#### SET PROBLEM:
Output every one of the following entries verbatim, line for line, without altering anything.

#### TASK INPUTS:
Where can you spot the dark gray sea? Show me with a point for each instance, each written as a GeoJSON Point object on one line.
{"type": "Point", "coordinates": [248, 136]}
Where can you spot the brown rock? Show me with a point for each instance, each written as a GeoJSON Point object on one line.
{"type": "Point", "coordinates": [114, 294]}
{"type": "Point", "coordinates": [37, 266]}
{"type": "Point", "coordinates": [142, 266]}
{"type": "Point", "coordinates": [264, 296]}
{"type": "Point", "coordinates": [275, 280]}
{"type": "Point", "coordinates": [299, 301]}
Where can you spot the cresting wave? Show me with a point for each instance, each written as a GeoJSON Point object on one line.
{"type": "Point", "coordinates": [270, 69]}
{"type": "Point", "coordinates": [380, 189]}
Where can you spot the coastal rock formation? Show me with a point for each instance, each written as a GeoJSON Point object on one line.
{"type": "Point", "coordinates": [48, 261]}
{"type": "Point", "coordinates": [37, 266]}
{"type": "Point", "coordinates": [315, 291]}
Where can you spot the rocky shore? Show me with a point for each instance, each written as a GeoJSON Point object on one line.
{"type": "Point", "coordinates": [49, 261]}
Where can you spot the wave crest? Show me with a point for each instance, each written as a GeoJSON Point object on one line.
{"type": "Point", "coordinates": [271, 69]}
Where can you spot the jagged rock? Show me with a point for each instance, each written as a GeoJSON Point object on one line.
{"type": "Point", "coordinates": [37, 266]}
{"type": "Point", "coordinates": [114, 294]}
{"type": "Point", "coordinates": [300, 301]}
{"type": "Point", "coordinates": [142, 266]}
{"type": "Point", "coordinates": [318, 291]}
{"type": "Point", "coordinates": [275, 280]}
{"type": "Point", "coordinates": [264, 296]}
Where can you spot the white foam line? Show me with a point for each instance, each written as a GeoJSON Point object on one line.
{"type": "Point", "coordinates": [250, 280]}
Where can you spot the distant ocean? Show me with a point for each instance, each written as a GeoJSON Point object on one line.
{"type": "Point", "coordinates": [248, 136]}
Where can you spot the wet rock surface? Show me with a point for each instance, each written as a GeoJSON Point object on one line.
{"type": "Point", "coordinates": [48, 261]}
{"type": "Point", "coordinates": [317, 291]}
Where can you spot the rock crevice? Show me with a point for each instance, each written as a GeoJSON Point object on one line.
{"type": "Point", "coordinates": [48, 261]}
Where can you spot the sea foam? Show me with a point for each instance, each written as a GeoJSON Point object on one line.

#### ANSWER TO THE PROBLEM:
Where can you spot the dark gray sea? Show me with a point for each instance, each written as a GeoJSON Point object on one line.
{"type": "Point", "coordinates": [248, 136]}
Where can you spot the brown rock? Show me with a point for each instance, each written as a GeoJSON Point object on one line.
{"type": "Point", "coordinates": [114, 294]}
{"type": "Point", "coordinates": [37, 266]}
{"type": "Point", "coordinates": [142, 266]}
{"type": "Point", "coordinates": [264, 296]}
{"type": "Point", "coordinates": [275, 280]}
{"type": "Point", "coordinates": [299, 301]}
Where can you spot the cresting wave? Show me with a point for each instance, each written as a GeoJSON Point object on one line.
{"type": "Point", "coordinates": [270, 69]}
{"type": "Point", "coordinates": [380, 189]}
Where can you spot the coastal rock formation? Show me with a point for each instance, each written as a GeoJSON Point object on one line.
{"type": "Point", "coordinates": [48, 261]}
{"type": "Point", "coordinates": [37, 266]}
{"type": "Point", "coordinates": [315, 291]}
Where can you spot the rocky shore? Show me with a point for each instance, each written as a GeoJSON Point object on one line.
{"type": "Point", "coordinates": [49, 261]}
Where can you spot the wave crest? Show me with a point for each instance, each written as a GeoJSON Point object on one line.
{"type": "Point", "coordinates": [271, 69]}
Where can you spot the jagged rock? Show me with a point for each instance, each written as a GeoJSON Point object on one line.
{"type": "Point", "coordinates": [37, 266]}
{"type": "Point", "coordinates": [114, 294]}
{"type": "Point", "coordinates": [300, 301]}
{"type": "Point", "coordinates": [142, 266]}
{"type": "Point", "coordinates": [318, 291]}
{"type": "Point", "coordinates": [275, 280]}
{"type": "Point", "coordinates": [264, 296]}
Where can you spot the white foam line? Show me with a point for each instance, each written as a GeoJSON Point object on one line.
{"type": "Point", "coordinates": [250, 280]}
Where can you spot the distant ocean? Show me with a point for each instance, each written as a GeoJSON Point object on one line.
{"type": "Point", "coordinates": [248, 136]}
Where can you spot the wet rock surface? Show me with a point for each instance, each written as a GeoJSON Point object on one line.
{"type": "Point", "coordinates": [48, 261]}
{"type": "Point", "coordinates": [317, 291]}
Where can you spot the rock crevice? Show me with a point for each instance, each written as a GeoJSON Point object on one line.
{"type": "Point", "coordinates": [48, 261]}
Where can you spot the sea foam? Show me with a point for each instance, each written as a GeoJSON Point object on one line.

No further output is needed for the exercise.